• _WHAT IS EXPECTED_: Retype the data exactly, so that every line matches the original.

• _Dataset entries_:
☆ ☆ ☆ ☆
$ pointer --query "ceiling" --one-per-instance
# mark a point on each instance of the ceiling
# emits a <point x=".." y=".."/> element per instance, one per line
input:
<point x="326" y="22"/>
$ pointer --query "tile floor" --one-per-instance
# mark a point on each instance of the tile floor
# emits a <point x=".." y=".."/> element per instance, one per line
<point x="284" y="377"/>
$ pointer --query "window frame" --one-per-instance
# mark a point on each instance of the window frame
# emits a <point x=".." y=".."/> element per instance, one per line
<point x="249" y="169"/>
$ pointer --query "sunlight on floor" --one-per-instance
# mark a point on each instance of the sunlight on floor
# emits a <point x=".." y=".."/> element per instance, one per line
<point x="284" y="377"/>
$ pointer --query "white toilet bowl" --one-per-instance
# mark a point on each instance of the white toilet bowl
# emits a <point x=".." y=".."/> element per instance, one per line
☆ ☆ ☆ ☆
• _RESULT OF THE TASK_:
$ pointer --query "ceiling" --one-per-instance
# mark a point on each instance of the ceiling
# emits a <point x=".." y=".."/> element per instance, one per line
input:
<point x="326" y="22"/>
$ pointer --query "tile floor" --one-per-instance
# mark a point on each instance of the tile floor
# emits a <point x=".." y=".."/> element per instance, one per line
<point x="284" y="377"/>
$ pointer --query "window frame" --one-per-instance
# mark a point on each instance of the window frame
# emits a <point x=".." y=".."/> element per instance, one per line
<point x="249" y="169"/>
$ pointer --query "sunlight on floor" --one-per-instance
# mark a point on each instance of the sunlight on floor
# emits a <point x=".." y=".."/> element per instance, one per line
<point x="284" y="377"/>
$ pointer --query "white toilet bowl" --one-per-instance
# mark a point on each instance of the white toilet bowl
# emits a <point x=".." y=".."/> element per instance, one per line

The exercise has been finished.